Entries shown

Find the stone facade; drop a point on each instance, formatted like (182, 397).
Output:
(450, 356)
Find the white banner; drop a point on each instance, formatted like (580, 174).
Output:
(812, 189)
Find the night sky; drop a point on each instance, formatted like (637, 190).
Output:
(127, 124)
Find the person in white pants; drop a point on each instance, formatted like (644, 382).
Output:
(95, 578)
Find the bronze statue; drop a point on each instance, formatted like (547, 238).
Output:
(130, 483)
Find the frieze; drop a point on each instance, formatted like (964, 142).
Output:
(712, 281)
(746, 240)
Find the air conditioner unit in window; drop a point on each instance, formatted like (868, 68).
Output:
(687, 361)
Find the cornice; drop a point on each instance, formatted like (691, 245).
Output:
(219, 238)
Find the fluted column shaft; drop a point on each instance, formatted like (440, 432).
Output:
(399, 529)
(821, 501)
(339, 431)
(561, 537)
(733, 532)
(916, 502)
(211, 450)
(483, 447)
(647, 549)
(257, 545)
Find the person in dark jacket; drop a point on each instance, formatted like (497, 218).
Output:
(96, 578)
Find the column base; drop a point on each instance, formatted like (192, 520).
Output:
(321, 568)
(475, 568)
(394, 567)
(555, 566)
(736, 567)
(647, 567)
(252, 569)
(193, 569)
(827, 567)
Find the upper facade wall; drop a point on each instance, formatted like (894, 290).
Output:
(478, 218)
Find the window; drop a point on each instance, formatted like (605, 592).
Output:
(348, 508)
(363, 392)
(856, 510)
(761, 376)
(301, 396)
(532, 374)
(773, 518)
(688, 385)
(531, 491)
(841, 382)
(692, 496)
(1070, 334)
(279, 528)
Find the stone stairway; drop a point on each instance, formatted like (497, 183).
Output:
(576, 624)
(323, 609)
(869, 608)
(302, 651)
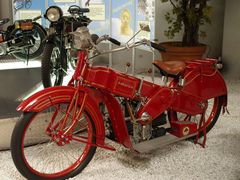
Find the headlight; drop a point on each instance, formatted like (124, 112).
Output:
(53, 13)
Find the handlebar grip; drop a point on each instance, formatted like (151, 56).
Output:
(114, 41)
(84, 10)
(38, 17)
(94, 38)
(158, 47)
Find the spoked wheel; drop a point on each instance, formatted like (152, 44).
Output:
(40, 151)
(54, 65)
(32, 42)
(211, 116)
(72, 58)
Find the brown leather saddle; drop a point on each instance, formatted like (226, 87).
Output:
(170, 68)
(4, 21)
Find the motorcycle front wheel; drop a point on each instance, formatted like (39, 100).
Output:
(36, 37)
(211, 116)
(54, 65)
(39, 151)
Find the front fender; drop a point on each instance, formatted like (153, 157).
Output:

What you are asked to do
Please copy the data shown above word for word, omitting the pictures.

Answer to the exercise
Find the stone facade; drop a point on each instance, formatted like (182, 397).
Output:
(450, 356)
Find the white banner; drop a point on each instance, formatted like (580, 174).
Output:
(812, 189)
Find the night sky; drop a point on each instance, formatted like (637, 190).
Output:
(127, 124)
Find the person in white pants; drop a point on each instance, formatted like (644, 382).
Output:
(95, 578)
Find the bronze statue; drop a point on each instance, formatted like (547, 238).
Output:
(130, 483)
Find the frieze; drop a point on each instance, formatted like (964, 142).
Output:
(712, 281)
(746, 240)
Find the air conditioner unit in window; drop a point on each instance, formatted like (868, 68).
Output:
(687, 361)
Find the cornice; drop a point on each instance, formatted like (691, 245).
Output:
(219, 238)
Find the fluted column shaft; drop a point on each instance, formatted like (440, 432).
Output:
(399, 529)
(821, 501)
(339, 431)
(561, 537)
(733, 532)
(916, 502)
(211, 450)
(483, 447)
(647, 549)
(257, 545)
Find the person in dark jacket; drop a point on each instance, formatted like (497, 218).
Output:
(96, 578)
Find the column base; drop a point on each instance, formatted like (192, 520).
Output:
(321, 568)
(475, 568)
(394, 567)
(555, 566)
(736, 567)
(647, 567)
(252, 569)
(193, 569)
(827, 567)
Find the upper facade wall; drop a point on each instance, formatted like (894, 290).
Output:
(478, 218)
Find the window; drop a point on each instance, formatted like (605, 592).
Output:
(348, 508)
(363, 392)
(856, 510)
(761, 376)
(301, 396)
(532, 374)
(773, 518)
(688, 385)
(531, 491)
(841, 382)
(692, 496)
(1070, 334)
(279, 528)
Find the stone stairway; drop a point on each instance, formatted like (497, 183).
Output:
(576, 624)
(323, 609)
(869, 608)
(302, 651)
Find the headlight; drop a point on each instance, formatted like (124, 112).
Output:
(53, 13)
Find the handlebar grip; drop a point on each instance, formatted like (151, 56).
Output:
(114, 41)
(84, 10)
(38, 17)
(94, 38)
(158, 47)
Find the spoked wheel; drop a point on each instance, formatted like (152, 44).
Output:
(40, 151)
(54, 65)
(32, 42)
(211, 116)
(72, 58)
Find the brown leather saddle; drop a point on each instance, formatted like (226, 87).
Output:
(170, 68)
(4, 21)
Find the motorcycle front wheel; drop a point on each instance, formatted like (39, 100).
Output:
(36, 37)
(211, 116)
(54, 65)
(39, 151)
Find the front fender; drop a point on each instance, formatted like (153, 157).
Output:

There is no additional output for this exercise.